### Set task:
Edit the records so that every occurrence of "input image" becomes "source image". Leave all other text unchanged.

### Record extracts:
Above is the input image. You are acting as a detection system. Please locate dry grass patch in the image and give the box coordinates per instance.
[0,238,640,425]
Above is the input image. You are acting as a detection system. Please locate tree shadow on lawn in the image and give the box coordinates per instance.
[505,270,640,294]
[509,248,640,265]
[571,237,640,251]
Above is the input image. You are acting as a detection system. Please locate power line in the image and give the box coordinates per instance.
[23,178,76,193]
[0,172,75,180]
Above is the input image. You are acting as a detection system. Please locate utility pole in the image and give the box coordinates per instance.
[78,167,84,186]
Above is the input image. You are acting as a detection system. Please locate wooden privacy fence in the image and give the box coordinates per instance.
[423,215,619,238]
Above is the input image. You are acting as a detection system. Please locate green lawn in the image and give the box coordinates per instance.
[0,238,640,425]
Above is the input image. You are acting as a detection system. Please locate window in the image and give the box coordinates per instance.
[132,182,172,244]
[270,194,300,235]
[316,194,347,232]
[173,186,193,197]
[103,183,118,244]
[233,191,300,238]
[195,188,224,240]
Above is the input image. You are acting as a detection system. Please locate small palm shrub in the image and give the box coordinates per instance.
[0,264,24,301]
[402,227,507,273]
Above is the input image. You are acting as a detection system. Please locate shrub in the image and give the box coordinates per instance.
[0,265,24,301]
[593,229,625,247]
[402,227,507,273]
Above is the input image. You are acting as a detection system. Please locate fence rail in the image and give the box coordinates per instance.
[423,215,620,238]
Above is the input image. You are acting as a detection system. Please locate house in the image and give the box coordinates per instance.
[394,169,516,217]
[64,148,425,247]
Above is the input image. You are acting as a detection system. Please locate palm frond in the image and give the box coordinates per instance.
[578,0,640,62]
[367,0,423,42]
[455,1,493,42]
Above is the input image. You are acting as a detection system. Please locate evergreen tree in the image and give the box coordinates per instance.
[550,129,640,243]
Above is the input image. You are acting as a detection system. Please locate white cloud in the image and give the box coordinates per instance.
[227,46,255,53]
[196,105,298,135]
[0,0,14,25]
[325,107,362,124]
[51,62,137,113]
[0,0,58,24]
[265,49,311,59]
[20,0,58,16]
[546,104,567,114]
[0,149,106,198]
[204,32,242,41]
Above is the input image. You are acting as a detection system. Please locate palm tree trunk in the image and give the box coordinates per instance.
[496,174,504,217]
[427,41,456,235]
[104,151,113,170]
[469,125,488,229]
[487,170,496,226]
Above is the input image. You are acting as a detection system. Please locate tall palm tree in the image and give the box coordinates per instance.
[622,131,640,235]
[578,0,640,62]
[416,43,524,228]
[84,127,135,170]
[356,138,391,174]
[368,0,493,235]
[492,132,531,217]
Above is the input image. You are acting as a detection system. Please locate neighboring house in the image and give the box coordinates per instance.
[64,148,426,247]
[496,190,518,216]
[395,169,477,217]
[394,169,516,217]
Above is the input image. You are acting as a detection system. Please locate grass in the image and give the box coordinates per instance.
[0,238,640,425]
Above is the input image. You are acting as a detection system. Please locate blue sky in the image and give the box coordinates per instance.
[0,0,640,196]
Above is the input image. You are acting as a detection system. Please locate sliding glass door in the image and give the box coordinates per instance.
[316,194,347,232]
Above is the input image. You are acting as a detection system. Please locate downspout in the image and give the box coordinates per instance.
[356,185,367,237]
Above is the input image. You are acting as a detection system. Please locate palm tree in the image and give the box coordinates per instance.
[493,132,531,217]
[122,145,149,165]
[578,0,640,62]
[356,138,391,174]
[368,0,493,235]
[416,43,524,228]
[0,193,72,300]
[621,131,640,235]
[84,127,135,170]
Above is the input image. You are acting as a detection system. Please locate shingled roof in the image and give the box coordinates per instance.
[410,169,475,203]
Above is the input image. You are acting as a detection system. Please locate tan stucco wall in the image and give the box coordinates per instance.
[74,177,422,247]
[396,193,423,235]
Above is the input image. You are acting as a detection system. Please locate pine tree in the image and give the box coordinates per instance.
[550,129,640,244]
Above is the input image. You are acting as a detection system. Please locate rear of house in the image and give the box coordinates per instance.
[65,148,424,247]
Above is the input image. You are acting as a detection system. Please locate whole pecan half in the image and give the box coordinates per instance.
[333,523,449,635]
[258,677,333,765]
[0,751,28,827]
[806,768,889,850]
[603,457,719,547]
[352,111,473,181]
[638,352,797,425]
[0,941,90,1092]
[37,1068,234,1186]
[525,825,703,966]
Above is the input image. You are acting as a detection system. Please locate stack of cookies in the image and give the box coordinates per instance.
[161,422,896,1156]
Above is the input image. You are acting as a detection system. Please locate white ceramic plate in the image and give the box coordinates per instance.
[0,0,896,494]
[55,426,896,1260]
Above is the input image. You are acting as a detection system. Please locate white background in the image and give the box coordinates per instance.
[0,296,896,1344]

### Solution below:
Above is the source image. You are acting as a detection system. Please locate dry grass patch in the image and give the box coordinates per instance.
[0,238,640,425]
Above is the source image. You are acting as a detection system. Please locate tree shadow on lawn in the image and give the box coordinates per instance.
[505,270,640,294]
[509,248,640,265]
[571,237,640,251]
Above is the source image. You are acting as a detection system. Please locate power line in the image and give the box coordinates per instance.
[23,178,76,193]
[0,172,75,180]
Above is the source image. You are acting as a detection system. Please locate utility pole in the image and give the box coordinates per instance.
[78,167,84,186]
Above is the source image. You are acting as a detection system. Please locate wooden privacy fence in the image and give the box coordinates per instance.
[423,215,619,238]
Above is the source image. You are acting as a detection system. Please locate green lawn in the image and give the box coordinates per instance.
[0,238,640,425]
Above is the source image. You are acting as a detection system. Please locate window in the image and give the box coordinates per instance.
[132,182,172,244]
[270,194,300,235]
[316,194,347,232]
[173,186,193,197]
[103,183,118,244]
[233,191,300,238]
[195,188,224,240]
Above is the source image. You are acting as a detection system. Please locate small palm shrub in the image and give the box coordinates per instance.
[0,264,24,301]
[402,227,507,273]
Above is the source image. You are acting as a detection system. Please locate shrub in the image and give the box coordinates per instance.
[0,265,24,301]
[593,229,625,247]
[402,227,507,273]
Above is the source image. You are acting as a detection system. Please locate fence rail in the image and give the box coordinates per instance.
[423,215,620,238]
Above is the source image. You are acting as a detection system. Please locate house in the image and give the box coordinates per instance.
[394,169,516,217]
[64,148,425,247]
Above is the source image. You are acting as a detection system. Please locate palm frond in the image and give the box coordinates per instance.
[578,0,640,62]
[367,0,423,42]
[455,1,493,42]
Above is the source image. You are acting as a detection system. Please locate evergreen tree in the image and give the box coordinates per instance.
[550,129,640,243]
Above is the source image. You are acting as a detection system. Please locate white cloud in the image and give the box coordinates per instance.
[227,46,255,53]
[196,105,298,135]
[0,0,14,25]
[325,107,362,124]
[51,62,137,113]
[0,0,58,24]
[265,49,311,59]
[20,0,58,16]
[546,104,567,114]
[0,149,106,198]
[204,32,242,41]
Above is the source image. You are acting as a detection system. Please locate palm tree trunk in the image and give the box coordinates per instance.
[496,174,504,217]
[427,41,456,235]
[104,151,113,170]
[469,125,488,229]
[487,170,496,226]
Above is the source image. You are acting as a detection system. Please locate tall palm tree in the image and give the box coordinates per instance.
[622,131,640,235]
[578,0,640,62]
[416,43,524,228]
[84,127,135,170]
[356,138,391,174]
[368,0,493,235]
[492,132,531,217]
Above is the source image. You are acting as a detection system. Please locate neighboring house in the image and give the box coordinates per instance.
[64,148,426,247]
[496,190,518,216]
[395,169,477,217]
[394,169,516,217]
Above is the source image. You are acting as a detection system. Please locate grass in the image and give the box coordinates per instance.
[0,238,640,425]
Above is the source image. You are acting as a detection system. Please locate blue sky in the image and give the box coordinates per instance.
[0,0,640,196]
Above is the source image. You are acting as a detection system. Please locate sliding glass door in the image and give the box coordinates per instance.
[316,194,347,232]
Above is the source image. You are acting as a detection system. Please locate downspout in the image and give the box coordinates per instance.
[356,185,367,237]
Above is the source image. You are acting as a detection system. Please locate palm tree in the image and give the box coordinates per instance.
[493,132,531,217]
[122,145,149,165]
[578,0,640,62]
[356,138,391,174]
[368,0,493,235]
[416,43,524,228]
[0,193,72,300]
[621,131,640,235]
[84,127,135,170]
Above is the source image. You are acting as a detection system. Please locate shingled roof in the image and give the box coordinates per instance.
[410,169,475,203]
Above is the source image. You are acting as a detection system. Please locate tan stucco wall in the image and give the box coordinates per instance.
[74,177,422,247]
[396,193,423,235]
Above is the source image. You are acting as a detection system. Please locate pine tree in the image and give the box coordinates per instance.
[550,129,640,244]
Above is the source image. You are acting as a detection system. Please locate rear of house in the image and give the box coordinates per instance.
[65,148,424,247]
Above is the source image. You are acting as a detection system. Please locate whole pecan half in the image and give the box coordinates per instance.
[333,523,449,635]
[258,677,333,765]
[0,751,28,827]
[806,768,889,850]
[603,457,719,547]
[352,111,473,181]
[638,352,797,425]
[0,941,90,1092]
[37,1068,234,1186]
[525,825,703,966]
Above is the source image. You are acting as a detection system. Please locate stack of cookies in the image and give the box coordinates per instance.
[161,422,896,1156]
Above is the source image. You are acting as a detection system. Please locate white ceramic plate in the image and give the box coordinates per instance.
[0,0,896,494]
[55,426,896,1260]
Above is the source image. You are acting as a detection system. Please locate white background in the image and give the box coordinates per instance.
[0,296,896,1344]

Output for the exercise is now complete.